EXCERPT TO READ:
[Start]
I'm in the middle of trimming some trees out of my land to give more light and access to some more favorable plants.  I burn wood in the winter and am hoping to use mulch from this project around the property.  So I'm looking for advice on the following species and how they do as mulch for use around my garden or possibly in other places I may not have considered.  I figured it would be better to chip than just burn the brush since I had access to the chipper for nothing.

First I cut down a lot of Sumac (red fruit) that were essentially infesting an area where I have a lot of peach and apple trees.  The largest of these is maybe 6-8" diameter, but most are 3-4 inches, and I've got about half a cord stacked in 4-8 foot unsplit lengths.  I was planning to use these to burn in my recreational fire pit outside.  I still have the tops and small branches of these trees lying on the ground, I cut them down about a month ago, so they are pretty dry.  I don't really know much about these things but I do have another area that's gone from open to completely covered with these over the last decade, and I'd like to free it up for hardwoods in the future, so I'd like to find a good solution for these things aside from burning them.
[End]
MATERIAL SHOWN:
[Start]
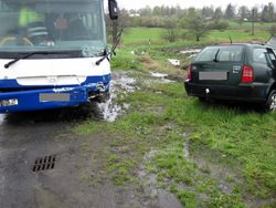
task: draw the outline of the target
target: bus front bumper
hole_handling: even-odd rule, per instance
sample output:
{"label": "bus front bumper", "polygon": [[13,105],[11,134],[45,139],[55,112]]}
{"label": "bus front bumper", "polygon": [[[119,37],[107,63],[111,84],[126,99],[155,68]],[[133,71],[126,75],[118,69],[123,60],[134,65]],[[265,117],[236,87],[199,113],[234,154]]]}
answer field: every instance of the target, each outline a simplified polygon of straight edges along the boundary
{"label": "bus front bumper", "polygon": [[49,108],[77,106],[89,102],[93,94],[99,95],[109,84],[83,85],[72,87],[40,89],[0,93],[0,113],[26,112]]}

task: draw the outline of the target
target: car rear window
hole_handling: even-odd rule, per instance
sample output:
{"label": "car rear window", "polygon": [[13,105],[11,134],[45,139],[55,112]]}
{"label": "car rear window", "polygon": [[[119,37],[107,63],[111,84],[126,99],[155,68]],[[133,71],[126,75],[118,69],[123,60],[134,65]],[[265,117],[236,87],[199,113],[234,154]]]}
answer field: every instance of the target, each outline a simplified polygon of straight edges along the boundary
{"label": "car rear window", "polygon": [[195,56],[194,61],[241,62],[242,53],[242,45],[208,46]]}
{"label": "car rear window", "polygon": [[254,49],[253,50],[253,62],[255,63],[267,63],[265,53],[267,53],[266,49]]}

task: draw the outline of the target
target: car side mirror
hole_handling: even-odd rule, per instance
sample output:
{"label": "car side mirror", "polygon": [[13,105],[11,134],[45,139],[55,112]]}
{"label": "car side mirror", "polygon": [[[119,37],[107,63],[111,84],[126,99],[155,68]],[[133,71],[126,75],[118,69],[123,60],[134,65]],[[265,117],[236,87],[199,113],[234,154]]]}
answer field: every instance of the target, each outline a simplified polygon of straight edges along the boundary
{"label": "car side mirror", "polygon": [[270,55],[268,53],[265,53],[265,59],[268,67],[276,69],[275,61],[270,59]]}
{"label": "car side mirror", "polygon": [[109,18],[112,20],[118,19],[118,4],[116,0],[108,0],[108,11],[109,11]]}

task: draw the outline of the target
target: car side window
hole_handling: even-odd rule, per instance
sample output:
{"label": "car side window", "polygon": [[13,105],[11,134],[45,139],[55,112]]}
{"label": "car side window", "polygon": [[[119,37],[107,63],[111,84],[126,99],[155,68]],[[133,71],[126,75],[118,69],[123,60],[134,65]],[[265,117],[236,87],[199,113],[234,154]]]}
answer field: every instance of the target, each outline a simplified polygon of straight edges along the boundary
{"label": "car side window", "polygon": [[265,54],[267,53],[266,49],[254,49],[253,50],[253,62],[267,64]]}

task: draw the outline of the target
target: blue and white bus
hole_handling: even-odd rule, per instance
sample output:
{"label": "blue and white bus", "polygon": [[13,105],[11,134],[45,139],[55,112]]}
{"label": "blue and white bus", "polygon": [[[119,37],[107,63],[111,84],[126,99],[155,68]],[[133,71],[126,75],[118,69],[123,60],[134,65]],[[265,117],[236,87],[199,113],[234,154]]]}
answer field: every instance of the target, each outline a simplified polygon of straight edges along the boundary
{"label": "blue and white bus", "polygon": [[[108,0],[117,19],[117,2]],[[77,106],[109,91],[103,0],[0,0],[0,113]]]}

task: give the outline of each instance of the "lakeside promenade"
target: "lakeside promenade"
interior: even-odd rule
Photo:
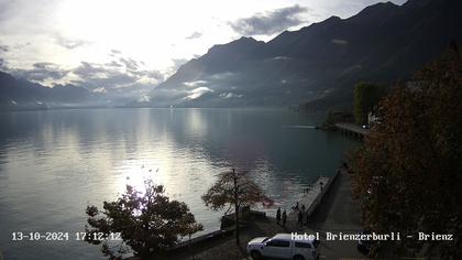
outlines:
[[[318,178],[312,185],[312,194],[306,195],[299,202],[314,202],[317,189],[316,185],[326,178]],[[340,171],[329,182],[329,186],[322,188],[323,195],[316,209],[308,217],[308,225],[299,227],[297,219],[287,218],[286,226],[277,225],[275,216],[267,216],[249,223],[248,227],[241,230],[241,245],[238,247],[233,236],[215,238],[202,246],[193,247],[183,252],[172,256],[169,259],[178,260],[242,260],[251,259],[246,251],[246,243],[255,237],[274,236],[278,232],[320,232],[321,242],[319,251],[320,259],[367,259],[358,251],[355,241],[326,241],[324,232],[350,232],[356,234],[362,229],[361,214],[358,204],[351,194],[351,175],[346,171]],[[311,191],[311,189],[310,189]],[[300,191],[302,192],[302,191]],[[307,205],[305,205],[307,207]],[[308,208],[308,207],[307,207]]]

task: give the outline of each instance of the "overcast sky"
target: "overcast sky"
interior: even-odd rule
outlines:
[[[268,41],[378,0],[0,0],[0,69],[45,85],[152,86],[213,44]],[[403,4],[405,0],[393,0]]]

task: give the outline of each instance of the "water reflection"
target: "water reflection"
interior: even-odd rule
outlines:
[[[153,177],[210,231],[200,195],[217,173],[248,170],[290,204],[353,143],[314,129],[322,115],[251,109],[88,109],[0,113],[0,250],[7,259],[100,257],[85,242],[11,242],[11,231],[81,231],[88,204]]]

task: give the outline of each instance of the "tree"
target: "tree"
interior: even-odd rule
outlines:
[[[359,124],[367,123],[367,115],[374,111],[382,97],[387,93],[386,86],[373,83],[359,83],[354,87],[354,119]]]
[[[270,206],[273,202],[263,193],[262,188],[249,180],[245,172],[223,172],[218,175],[217,182],[202,195],[206,206],[213,210],[229,209],[234,206],[234,234],[239,245],[239,212],[242,206],[253,206],[262,203]]]
[[[404,239],[399,249],[462,259],[462,58],[453,47],[399,84],[353,158],[363,221],[377,232],[452,234],[452,241]]]
[[[116,202],[105,202],[103,210],[87,207],[88,225],[85,240],[99,245],[103,239],[120,234],[123,243],[136,256],[145,259],[162,257],[165,250],[176,245],[179,237],[202,230],[185,203],[170,201],[162,185],[145,181],[144,193],[132,186]],[[103,242],[102,251],[111,259],[121,258],[127,250],[123,243],[110,248]],[[112,250],[119,248],[119,251]]]

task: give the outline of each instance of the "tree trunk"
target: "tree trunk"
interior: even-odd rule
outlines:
[End]
OBJECTIVES:
1. In the tree-trimming post, how long ago were the sumac trees cut down?
2. Reproduce the portion of the tree-trimming post between "First I cut" and "from burning them.", inclusive.
This data comes from a different source than the text.

ANSWERS IN ORDER:
1. About a month ago.

2.
First I cut down a lot of Sumac (red fruit) that were essentially infesting an area where I have a lot of peach and apple trees.  The largest of these is maybe 6-8" diameter, but most are 3-4 inches, and I've got about half a cord stacked in 4-8 foot unsplit lengths.  I was planning to use these to burn in my recreational fire pit outside.  I still have the tops and small branches of these trees lying on the ground, I cut them down about a month ago, so they are pretty dry.  I don't really know much about these things but I do have another area that's gone from open to completely covered with these over the last decade, and I'd like to free it up for hardwoods in the future, so I'd like to find a good solution for these things aside from burning them.